## Problem statement:
Lay out the records below as a two-column CSV with the header row instruction,coordinates and one row per record. Put each record's text under instruction and its answer under coordinates, with every field in double quotes and any line breaks replaced by spaces.

## Data to use:

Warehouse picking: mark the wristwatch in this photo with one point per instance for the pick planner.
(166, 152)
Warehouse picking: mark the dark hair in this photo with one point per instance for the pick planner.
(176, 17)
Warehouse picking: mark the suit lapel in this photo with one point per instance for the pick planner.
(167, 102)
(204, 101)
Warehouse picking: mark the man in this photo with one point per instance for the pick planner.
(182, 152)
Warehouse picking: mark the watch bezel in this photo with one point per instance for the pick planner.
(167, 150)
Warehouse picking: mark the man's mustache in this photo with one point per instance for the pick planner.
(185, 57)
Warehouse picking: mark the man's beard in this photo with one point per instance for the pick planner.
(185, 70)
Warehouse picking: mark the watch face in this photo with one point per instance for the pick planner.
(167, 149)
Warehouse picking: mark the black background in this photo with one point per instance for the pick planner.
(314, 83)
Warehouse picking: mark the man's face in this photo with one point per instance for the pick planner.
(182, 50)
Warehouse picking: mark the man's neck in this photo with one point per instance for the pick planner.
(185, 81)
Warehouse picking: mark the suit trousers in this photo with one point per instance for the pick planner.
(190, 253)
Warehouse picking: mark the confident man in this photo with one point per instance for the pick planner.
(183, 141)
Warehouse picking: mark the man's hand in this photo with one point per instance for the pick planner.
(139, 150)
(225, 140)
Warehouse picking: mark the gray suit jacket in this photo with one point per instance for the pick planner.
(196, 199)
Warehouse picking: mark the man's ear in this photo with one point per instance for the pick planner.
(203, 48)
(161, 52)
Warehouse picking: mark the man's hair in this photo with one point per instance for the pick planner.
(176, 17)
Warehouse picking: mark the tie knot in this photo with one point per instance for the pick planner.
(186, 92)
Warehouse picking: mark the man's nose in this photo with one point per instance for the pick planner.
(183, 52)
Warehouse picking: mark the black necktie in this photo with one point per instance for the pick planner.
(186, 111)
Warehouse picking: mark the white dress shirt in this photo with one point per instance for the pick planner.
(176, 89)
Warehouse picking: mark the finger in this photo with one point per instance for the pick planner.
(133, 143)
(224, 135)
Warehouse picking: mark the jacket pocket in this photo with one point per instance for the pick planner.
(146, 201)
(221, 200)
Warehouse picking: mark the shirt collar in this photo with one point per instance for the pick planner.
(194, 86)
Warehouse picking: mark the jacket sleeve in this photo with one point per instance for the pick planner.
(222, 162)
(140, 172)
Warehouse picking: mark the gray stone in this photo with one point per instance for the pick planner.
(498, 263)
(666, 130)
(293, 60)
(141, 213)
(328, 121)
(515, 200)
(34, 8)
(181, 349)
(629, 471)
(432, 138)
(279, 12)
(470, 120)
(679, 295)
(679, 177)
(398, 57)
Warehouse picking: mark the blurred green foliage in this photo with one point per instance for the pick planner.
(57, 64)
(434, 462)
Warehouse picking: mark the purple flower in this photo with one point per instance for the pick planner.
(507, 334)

## Correct result:
instruction,coordinates
"Warehouse picking: mark the wristwatch in this photo with one point per instance for the pick planner.","(166, 152)"
"Warehouse picking: mark the dark hair in this photo with one point per instance for the pick planner.","(176, 17)"
"Warehouse picking: mark the suit lapel in this photo with one point per instance for the pick planner.","(167, 102) (204, 101)"
"Warehouse picking: mark the man in this photo with one point per instance for the pick planner.","(182, 152)"
"Warehouse picking: mark the watch bezel in this photo with one point per instance for the pick planner.","(167, 150)"
"Warehouse picking: mark the man's mustache in this photo with one point per instance for the pick planner.","(185, 57)"
"Warehouse picking: mark the man's beard in this photo with one point per instance for the pick planner.","(185, 70)"
"Warehouse picking: mark the watch face in this photo with one point per instance for the pick planner.","(167, 149)"
"Warehouse picking: mark the black background in this photo with one point per instance for the pick planner.","(314, 83)"
"Warehouse picking: mark the man's face in this photo with one point per instance for the pick planner.","(182, 50)"
"Warehouse picking: mark the man's neck in this photo with one point per instance for the pick planner.","(185, 81)"
"Warehouse picking: mark the suit trousers in this photo with one point per instance for the pick planner.","(190, 253)"
"Warehouse picking: mark the confident man in this photo with one point per instance for the pick planner.","(183, 141)"
"Warehouse picking: mark the man's hand in this photo with one point per instance for the pick planner.","(139, 150) (225, 140)"
"Warehouse picking: mark the gray suit jacket in this photo with one point per instance for the pick planner.","(196, 199)"
"Warehouse picking: mark the man's ear in this photo with one point per instance for the pick planner.","(203, 48) (161, 52)"
"Warehouse picking: mark the man's hair in this photo with one point per instance for the pick planner.","(176, 17)"
"Warehouse picking: mark the tie knot in this photo with one point per instance for the pick planner.","(186, 92)"
"Warehouse picking: mark the man's nose in this photo with one point per instance for the pick planner.","(183, 52)"
"Warehouse picking: mark the black necktie in this photo with one point per instance for the pick planner.","(186, 111)"
"Warehouse picking: mark the white dress shirt in this photo with one point per instance for the pick planner.","(176, 89)"
"Warehouse picking: mark the finger in this photo with one point per instance for the pick planner.","(133, 143) (224, 135)"
"Warehouse picking: mark the jacket pocket in this photo with one point per instance for the pick planner.","(146, 201) (221, 200)"
"Warehouse picking: mark the shirt collar in this photo with one point per instance for the pick planner.","(194, 86)"
"Warehouse picking: mark the jacket sleeve in this photo with one point per instance for the pick planner.","(222, 162) (140, 172)"
"Warehouse picking: mark the gray stone in this photo with one point per instance for the pick planner.","(498, 263) (666, 130) (293, 60) (141, 213) (328, 121) (515, 200) (34, 8) (181, 349) (629, 471) (432, 138) (279, 12) (470, 120) (679, 295) (679, 177) (398, 57)"
"Warehouse picking: mark the blurred green foliage in this photo with one point per instance for the pick planner.","(57, 64) (434, 462)"
"Warehouse picking: mark the purple flower in this photo with one point per instance for the pick planner.","(507, 334)"